* [Given task]: Print, unchanged, the items below from the line containing "the white license" through the line containing "[[446, 481]]", including both of those lines.
--- BEGIN Given information ---
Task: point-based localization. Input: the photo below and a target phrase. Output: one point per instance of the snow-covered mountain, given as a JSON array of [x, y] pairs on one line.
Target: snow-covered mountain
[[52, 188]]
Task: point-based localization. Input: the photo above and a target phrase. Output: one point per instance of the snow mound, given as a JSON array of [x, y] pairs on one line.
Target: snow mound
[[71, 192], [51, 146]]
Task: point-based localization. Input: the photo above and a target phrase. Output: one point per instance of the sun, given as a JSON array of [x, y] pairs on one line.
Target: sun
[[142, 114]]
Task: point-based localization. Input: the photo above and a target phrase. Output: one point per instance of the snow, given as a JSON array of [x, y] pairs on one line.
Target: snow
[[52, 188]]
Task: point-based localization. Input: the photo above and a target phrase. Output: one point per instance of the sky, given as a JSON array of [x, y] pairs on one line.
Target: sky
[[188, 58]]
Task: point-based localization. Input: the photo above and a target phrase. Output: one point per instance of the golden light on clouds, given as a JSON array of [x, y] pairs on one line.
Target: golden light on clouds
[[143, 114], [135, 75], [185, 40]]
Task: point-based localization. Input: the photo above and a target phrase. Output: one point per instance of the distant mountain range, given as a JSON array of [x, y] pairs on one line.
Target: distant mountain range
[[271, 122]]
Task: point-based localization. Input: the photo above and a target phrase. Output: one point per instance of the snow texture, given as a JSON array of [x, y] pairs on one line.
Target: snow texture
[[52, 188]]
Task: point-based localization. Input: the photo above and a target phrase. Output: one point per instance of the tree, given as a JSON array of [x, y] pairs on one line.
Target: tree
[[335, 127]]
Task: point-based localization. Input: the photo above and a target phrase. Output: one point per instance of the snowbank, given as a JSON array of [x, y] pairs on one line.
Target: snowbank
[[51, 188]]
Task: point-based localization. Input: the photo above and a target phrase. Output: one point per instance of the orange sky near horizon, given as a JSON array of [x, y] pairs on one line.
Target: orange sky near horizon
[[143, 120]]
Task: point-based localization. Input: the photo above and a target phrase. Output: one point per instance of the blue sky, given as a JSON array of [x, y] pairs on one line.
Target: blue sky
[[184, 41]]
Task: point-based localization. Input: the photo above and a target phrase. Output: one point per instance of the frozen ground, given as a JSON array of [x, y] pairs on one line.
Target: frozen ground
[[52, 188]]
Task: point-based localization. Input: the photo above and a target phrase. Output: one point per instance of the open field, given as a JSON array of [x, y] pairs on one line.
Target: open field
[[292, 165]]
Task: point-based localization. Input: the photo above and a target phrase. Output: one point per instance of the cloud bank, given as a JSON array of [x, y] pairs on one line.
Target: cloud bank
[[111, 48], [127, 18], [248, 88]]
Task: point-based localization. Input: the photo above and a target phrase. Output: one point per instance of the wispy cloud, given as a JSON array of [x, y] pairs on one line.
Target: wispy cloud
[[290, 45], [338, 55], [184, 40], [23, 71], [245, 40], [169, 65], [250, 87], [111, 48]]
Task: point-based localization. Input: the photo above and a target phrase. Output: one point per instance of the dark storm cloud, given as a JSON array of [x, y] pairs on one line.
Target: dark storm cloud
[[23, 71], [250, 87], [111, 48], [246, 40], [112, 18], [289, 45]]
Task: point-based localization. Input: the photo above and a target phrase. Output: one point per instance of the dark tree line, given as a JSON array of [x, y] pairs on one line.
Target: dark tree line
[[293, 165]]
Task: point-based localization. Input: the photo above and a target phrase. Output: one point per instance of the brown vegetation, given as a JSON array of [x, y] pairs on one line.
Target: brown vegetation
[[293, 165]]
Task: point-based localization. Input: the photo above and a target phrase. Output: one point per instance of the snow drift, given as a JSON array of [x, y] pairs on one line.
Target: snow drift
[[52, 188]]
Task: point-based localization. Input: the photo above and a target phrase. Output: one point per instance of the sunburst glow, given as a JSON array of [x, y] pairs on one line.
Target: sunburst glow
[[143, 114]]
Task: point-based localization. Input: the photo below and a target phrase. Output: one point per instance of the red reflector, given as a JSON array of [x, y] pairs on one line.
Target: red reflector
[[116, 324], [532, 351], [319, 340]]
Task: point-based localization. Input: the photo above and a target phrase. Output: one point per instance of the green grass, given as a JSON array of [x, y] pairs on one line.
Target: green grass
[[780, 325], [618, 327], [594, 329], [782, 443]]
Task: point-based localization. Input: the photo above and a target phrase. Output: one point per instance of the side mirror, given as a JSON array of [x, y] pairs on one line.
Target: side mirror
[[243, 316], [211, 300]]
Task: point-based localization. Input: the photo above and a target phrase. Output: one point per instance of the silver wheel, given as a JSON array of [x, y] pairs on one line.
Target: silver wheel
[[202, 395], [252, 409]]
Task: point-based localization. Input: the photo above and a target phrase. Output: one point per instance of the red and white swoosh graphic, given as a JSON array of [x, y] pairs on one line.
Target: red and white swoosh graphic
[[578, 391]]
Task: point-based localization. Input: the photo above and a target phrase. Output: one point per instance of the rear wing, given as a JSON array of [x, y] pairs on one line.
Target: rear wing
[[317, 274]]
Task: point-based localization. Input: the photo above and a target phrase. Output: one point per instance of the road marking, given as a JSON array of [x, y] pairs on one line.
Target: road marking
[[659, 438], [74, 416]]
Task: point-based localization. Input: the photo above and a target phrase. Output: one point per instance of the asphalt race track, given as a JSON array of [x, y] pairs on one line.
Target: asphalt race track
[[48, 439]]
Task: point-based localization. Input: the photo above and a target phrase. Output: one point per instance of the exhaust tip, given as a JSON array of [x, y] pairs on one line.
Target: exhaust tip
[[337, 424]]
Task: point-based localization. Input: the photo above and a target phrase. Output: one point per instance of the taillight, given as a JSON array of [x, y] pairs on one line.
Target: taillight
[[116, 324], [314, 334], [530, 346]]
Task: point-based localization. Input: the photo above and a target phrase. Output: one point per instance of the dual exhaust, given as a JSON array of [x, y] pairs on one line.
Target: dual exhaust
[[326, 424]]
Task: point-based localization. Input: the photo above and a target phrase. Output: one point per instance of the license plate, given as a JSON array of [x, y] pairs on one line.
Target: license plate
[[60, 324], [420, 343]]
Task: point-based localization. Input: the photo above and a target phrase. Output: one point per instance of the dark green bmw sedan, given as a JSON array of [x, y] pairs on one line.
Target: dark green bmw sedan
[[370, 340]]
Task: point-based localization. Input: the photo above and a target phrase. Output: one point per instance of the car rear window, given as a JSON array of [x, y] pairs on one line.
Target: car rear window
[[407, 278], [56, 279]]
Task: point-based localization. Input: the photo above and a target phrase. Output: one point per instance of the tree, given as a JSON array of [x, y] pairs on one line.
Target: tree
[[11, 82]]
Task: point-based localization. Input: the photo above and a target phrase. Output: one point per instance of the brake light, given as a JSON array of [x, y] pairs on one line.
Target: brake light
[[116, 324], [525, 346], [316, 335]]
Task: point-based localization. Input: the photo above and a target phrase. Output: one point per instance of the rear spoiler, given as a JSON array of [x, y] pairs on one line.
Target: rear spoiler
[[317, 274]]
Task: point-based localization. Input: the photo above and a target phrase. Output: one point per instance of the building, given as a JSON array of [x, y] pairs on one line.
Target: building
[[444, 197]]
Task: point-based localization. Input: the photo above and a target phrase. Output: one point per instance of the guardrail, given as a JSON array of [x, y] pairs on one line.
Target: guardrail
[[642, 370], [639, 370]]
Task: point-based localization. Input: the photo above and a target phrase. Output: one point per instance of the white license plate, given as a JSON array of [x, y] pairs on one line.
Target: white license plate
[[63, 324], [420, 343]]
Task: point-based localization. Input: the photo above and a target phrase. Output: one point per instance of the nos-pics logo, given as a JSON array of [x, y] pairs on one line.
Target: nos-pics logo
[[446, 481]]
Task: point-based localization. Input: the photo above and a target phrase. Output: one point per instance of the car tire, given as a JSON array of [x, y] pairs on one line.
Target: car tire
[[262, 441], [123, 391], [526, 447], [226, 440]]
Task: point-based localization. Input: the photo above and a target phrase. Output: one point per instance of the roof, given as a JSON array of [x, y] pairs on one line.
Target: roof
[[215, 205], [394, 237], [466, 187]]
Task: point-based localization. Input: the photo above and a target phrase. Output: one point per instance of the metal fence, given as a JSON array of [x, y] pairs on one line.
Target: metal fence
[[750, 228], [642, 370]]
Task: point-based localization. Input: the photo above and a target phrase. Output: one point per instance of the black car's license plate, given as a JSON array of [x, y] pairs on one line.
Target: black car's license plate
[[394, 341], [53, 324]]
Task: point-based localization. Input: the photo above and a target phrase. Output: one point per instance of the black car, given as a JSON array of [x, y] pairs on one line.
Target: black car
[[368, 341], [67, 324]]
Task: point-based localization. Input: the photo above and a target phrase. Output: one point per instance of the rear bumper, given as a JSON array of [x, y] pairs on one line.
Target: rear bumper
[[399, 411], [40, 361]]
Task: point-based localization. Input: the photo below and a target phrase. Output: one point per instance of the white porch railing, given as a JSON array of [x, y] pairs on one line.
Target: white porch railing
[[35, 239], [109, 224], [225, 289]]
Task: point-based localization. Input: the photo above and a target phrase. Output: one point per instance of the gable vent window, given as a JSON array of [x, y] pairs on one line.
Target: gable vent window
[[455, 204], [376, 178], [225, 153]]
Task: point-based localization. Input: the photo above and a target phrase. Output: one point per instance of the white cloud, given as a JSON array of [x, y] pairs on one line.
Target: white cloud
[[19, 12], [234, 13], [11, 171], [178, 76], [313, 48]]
--- END Given information ---
* [Expected output]:
Task: point-based localization. Input: the photo above and a target phrase. Output: one point per instance of the white license plate, given as a JSON array of [x, y] pairs on one line.
Target: white license plate
[[63, 324], [420, 343]]
Task: point-based localization. Input: the photo above and a target phrase. Output: one point per instance of the nos-pics logo, given as a JSON array of [x, y] pairs on one line.
Target: nos-pics logo
[[446, 481]]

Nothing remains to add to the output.